SET PROBLEM ▸ Pick out every line in the items below that contains the string "shirt", and copy each of those lines.

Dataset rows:
□ □ □
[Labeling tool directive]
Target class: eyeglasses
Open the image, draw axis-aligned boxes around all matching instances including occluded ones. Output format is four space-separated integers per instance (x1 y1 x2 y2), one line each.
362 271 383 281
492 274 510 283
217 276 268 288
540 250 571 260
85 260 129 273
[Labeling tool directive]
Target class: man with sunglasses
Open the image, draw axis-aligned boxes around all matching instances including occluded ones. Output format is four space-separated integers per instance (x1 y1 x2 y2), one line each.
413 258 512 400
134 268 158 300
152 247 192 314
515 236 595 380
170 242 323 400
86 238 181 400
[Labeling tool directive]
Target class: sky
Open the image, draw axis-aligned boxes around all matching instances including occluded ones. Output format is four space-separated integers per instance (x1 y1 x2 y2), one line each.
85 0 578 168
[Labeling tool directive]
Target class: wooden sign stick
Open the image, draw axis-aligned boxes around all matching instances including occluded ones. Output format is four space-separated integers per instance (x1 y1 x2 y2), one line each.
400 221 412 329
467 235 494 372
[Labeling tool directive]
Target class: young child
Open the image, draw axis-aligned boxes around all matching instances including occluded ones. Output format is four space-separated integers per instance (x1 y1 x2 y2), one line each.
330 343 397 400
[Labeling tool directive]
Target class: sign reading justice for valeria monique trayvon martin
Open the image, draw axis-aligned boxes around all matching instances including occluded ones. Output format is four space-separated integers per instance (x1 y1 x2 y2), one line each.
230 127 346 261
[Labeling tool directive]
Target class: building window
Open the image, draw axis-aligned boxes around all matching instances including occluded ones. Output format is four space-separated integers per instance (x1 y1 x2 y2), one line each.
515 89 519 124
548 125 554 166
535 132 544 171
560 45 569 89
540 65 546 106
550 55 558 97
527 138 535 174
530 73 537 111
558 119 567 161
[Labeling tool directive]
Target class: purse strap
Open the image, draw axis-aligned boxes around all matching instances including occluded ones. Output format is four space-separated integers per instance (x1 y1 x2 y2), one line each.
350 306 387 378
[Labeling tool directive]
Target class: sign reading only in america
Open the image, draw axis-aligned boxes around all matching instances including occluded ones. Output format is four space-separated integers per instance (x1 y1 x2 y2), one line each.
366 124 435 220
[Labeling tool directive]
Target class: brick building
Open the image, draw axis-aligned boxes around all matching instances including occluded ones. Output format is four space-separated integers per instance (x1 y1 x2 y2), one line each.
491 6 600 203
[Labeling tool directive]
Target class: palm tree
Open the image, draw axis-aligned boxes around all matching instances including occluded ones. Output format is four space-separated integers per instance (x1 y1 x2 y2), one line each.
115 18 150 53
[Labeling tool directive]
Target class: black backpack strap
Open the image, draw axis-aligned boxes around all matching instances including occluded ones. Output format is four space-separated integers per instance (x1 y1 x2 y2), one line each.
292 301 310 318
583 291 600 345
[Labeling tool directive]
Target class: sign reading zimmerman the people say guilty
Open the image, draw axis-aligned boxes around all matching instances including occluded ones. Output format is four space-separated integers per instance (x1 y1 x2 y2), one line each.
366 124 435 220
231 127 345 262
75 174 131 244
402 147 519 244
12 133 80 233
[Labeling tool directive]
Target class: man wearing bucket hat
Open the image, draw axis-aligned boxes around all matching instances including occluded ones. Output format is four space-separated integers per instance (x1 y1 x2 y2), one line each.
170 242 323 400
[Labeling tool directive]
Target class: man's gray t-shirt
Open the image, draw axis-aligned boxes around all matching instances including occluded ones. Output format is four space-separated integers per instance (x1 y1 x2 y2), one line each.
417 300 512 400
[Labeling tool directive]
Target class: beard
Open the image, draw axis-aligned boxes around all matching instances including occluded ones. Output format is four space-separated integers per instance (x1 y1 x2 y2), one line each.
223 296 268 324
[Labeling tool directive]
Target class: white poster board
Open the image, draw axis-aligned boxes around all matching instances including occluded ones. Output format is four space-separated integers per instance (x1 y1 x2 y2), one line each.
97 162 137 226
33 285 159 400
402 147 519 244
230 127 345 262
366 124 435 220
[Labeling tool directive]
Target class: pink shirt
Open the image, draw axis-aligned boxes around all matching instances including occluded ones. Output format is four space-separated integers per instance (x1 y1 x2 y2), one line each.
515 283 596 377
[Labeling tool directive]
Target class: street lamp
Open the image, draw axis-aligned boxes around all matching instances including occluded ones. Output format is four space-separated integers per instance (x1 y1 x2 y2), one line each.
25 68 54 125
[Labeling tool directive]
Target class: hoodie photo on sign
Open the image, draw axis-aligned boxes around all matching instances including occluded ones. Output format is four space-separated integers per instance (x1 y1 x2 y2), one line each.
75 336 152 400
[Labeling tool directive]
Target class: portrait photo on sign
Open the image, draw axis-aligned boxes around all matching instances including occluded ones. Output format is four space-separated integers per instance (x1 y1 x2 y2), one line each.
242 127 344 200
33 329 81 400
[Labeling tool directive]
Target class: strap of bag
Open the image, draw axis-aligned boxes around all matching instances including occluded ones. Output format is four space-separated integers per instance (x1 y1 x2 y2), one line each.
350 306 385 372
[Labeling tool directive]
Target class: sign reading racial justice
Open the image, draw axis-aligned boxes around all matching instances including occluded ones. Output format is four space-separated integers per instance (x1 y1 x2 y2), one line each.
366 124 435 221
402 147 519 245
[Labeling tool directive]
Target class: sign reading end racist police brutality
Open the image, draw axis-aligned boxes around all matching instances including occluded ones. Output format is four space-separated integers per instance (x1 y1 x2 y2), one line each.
□ □ □
SOLUTION ▸
Target class: man's gray t-shirt
Target class: pink shirt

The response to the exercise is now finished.